THE RECORDS:
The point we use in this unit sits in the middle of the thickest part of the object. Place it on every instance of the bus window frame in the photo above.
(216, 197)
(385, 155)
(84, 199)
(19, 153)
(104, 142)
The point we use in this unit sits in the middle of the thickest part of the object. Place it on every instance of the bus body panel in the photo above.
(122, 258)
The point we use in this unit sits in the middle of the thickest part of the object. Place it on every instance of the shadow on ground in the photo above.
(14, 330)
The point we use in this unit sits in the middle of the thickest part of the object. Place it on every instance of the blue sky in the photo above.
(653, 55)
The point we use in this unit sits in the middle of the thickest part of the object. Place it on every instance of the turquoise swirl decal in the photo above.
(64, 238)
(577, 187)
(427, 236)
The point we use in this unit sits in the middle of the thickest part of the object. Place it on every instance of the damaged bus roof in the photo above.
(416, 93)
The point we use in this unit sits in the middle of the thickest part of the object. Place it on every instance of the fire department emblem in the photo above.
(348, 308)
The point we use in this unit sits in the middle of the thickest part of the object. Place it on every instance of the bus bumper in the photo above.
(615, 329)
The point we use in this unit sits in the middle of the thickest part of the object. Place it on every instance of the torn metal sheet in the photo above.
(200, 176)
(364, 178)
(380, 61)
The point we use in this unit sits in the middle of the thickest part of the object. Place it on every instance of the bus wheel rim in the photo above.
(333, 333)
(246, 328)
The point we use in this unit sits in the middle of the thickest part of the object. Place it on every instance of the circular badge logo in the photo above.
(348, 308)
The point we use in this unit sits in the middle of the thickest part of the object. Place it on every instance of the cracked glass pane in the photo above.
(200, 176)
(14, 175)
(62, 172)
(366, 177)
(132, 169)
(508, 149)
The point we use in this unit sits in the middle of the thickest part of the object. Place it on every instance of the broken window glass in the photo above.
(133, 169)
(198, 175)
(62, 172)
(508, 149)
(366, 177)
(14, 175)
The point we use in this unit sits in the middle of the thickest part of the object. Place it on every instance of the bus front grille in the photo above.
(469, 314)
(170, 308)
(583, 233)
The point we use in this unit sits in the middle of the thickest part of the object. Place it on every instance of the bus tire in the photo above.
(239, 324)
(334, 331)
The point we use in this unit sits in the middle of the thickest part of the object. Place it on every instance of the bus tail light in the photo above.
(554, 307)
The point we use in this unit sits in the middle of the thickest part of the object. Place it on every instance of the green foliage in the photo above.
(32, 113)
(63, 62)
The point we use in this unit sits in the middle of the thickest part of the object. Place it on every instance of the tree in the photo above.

WHAT YOU WILL DO: Output the records above in full, with nothing altered.

OUTPUT OF THE EXERCISE:
The point we use in this unit sits in the middle of the thickest part of the object. Place it on every instance of the bus window frame in the photo above.
(216, 197)
(385, 155)
(84, 199)
(19, 153)
(104, 142)
The point we use in this unit sits in the middle of the thickest part of the object. Place it on every instance of the bus body panel in the photo above.
(122, 258)
The point we use in this unit sits in the middle of the thickest part of the object. Place it on every instance of the shadow on ground in the photo above.
(14, 330)
The point we use in this unit sits in the middle of the thickest part of the object. Place it on every instance of the blue sky in the photo above.
(653, 55)
The point we use in this unit sits in the middle of the thickest part of the object. Place it on every instance of the turquoise swirl decal in the photo above.
(64, 238)
(577, 187)
(427, 236)
The point we use in this unit sits in the middle of the thickest part of the object. Place it on every instance of the damaged bus roof in the photo above.
(416, 93)
The point we use in this unit sits in the middle of the thickest part of the object. Place it on every instance of the fire department emblem in the photo above.
(348, 308)
The point we use in this unit sits in the middle of the thickest part of the object. Place it on every instance of the bus bumper in the photo above.
(615, 329)
The point we use in this unit sits in the middle of the thickest part of the object. Place it on every instance of the torn metal sheet in the photo above.
(200, 176)
(364, 178)
(380, 61)
The point we use in this unit sits in the middle of the thickest part of the object. Place it on every instance of the bus wheel rim in the photo above.
(333, 333)
(246, 328)
The point we use in this unit sits in the middle of the thickest part of the object. Place it on every instance of the circular badge logo in the photo above.
(348, 308)
The point we use in this unit sits in the middle of the thickest part of the object. Place it on every instance of the cracked glass pane in the photo above.
(200, 176)
(14, 175)
(62, 172)
(366, 177)
(132, 169)
(508, 149)
The point we use in this unit sits in the middle of the thickest part of the object. Place it on every instance of the broken window glass in the photo above.
(133, 169)
(198, 175)
(62, 172)
(508, 149)
(366, 177)
(14, 175)
The point we use in this unit sits in the middle of the thickest part of the object. Place it on every instance of the bus front grille in the photo above.
(469, 314)
(170, 308)
(583, 233)
The point we use in this unit sits in the middle of the thickest part of the object. Place it on every instance of the bus tire in the photo above.
(239, 324)
(334, 331)
The point we use in this unit sits in the middle of the thickest part of the object. Place it on every instance of the bus tail light in the photo above.
(554, 307)
The point we use in this unit sits in the middle of the thickest part of the object. Place it on every instance of the green foliage in the photo above.
(32, 113)
(63, 62)
The point we use in this unit sits in the middle of the thickest part of the object. Place it on every instance of the tree in the photo above.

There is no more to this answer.